Labeled area outline items:
▬▬▬

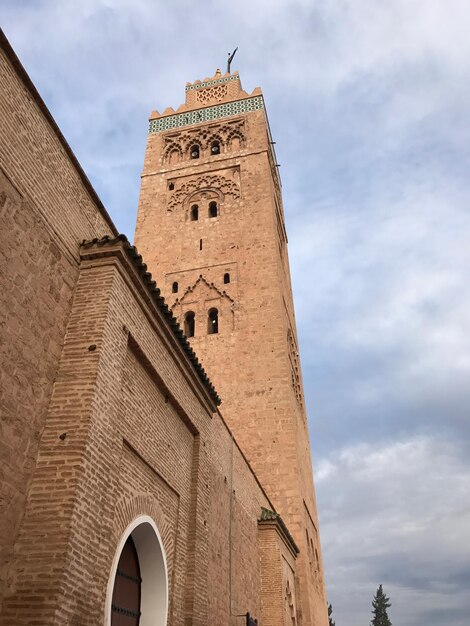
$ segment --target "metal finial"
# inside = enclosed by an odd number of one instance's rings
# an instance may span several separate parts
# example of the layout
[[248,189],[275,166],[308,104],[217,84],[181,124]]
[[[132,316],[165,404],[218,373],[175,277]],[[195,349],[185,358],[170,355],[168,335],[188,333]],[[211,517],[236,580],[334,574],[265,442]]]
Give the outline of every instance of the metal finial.
[[230,65],[233,61],[233,57],[235,56],[235,52],[238,50],[238,46],[235,48],[233,52],[228,53],[228,61],[227,61],[227,74],[230,74]]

▬▬▬

**Task objective:** From the listing above, print every entry precisely and drop the pictures.

**Correct answer:**
$ segment --target "metal finial"
# inside = enclosed by an odd number of one instance's rings
# an instance may span several separate parts
# example of the layout
[[248,189],[275,166],[308,104],[217,84],[181,124]]
[[[132,316],[165,404],[218,373],[175,277]],[[195,349],[185,358],[170,355],[168,335],[188,333]],[[211,517],[236,580],[334,574],[265,442]]]
Give the outline of every instance of the metal finial.
[[230,65],[233,61],[233,57],[235,56],[235,52],[238,50],[238,46],[235,48],[233,52],[228,53],[228,61],[227,61],[227,74],[230,74]]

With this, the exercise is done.